▶ _REQUIREMENTS_:
Count the lines in the data below that contain the string "pink", treating case as significant, and reply with only that number.

▶ _DATASET RECORDS_:
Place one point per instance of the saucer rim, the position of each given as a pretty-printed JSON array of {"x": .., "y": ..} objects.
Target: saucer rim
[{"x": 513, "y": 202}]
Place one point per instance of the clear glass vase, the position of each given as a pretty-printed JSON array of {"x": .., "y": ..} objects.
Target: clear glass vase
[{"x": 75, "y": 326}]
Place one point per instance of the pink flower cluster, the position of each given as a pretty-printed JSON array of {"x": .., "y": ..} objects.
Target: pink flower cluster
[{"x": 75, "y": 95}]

---

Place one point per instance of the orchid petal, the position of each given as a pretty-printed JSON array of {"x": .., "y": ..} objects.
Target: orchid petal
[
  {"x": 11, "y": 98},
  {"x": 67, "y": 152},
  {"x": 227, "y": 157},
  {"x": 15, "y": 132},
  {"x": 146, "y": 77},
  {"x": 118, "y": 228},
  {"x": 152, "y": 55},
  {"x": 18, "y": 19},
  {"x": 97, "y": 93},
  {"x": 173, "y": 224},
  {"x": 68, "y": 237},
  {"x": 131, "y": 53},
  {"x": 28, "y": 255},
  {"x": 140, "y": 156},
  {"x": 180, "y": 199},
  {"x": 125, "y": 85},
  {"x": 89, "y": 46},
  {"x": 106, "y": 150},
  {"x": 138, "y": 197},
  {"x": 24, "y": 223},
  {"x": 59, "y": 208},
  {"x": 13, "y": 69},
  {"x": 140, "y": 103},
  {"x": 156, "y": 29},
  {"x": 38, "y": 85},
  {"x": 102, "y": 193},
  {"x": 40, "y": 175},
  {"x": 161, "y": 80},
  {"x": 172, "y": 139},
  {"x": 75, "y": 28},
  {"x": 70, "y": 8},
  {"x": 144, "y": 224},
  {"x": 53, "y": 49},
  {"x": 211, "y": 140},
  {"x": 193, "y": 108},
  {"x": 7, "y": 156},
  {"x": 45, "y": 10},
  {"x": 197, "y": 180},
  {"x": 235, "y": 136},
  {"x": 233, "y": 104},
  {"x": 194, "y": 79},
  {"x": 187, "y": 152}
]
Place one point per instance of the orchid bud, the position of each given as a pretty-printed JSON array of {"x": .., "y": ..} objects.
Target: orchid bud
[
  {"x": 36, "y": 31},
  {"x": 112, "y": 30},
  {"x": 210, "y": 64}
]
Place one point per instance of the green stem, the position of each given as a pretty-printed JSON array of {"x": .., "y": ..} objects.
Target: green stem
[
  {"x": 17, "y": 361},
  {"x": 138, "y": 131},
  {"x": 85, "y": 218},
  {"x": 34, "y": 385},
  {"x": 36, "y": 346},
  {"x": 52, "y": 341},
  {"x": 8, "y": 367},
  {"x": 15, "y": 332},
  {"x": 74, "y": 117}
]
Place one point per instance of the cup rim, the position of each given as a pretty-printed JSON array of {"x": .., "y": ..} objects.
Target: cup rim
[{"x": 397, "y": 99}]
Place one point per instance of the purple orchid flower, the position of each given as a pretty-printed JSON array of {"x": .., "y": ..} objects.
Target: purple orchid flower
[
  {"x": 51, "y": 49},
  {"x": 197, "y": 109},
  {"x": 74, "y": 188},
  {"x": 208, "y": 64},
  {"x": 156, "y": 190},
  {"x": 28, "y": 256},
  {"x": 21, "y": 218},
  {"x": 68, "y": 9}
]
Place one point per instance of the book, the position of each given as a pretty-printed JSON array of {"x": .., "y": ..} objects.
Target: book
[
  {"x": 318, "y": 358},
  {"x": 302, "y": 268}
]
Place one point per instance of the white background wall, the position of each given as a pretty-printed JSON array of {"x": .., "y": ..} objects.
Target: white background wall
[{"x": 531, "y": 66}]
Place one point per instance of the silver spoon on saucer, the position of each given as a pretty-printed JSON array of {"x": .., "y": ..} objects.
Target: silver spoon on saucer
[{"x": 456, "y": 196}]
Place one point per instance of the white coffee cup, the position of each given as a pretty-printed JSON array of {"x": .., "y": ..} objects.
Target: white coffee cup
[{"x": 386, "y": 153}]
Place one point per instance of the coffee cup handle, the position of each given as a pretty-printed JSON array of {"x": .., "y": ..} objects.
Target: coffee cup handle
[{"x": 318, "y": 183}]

▶ _EXPECTED ANSWER_:
2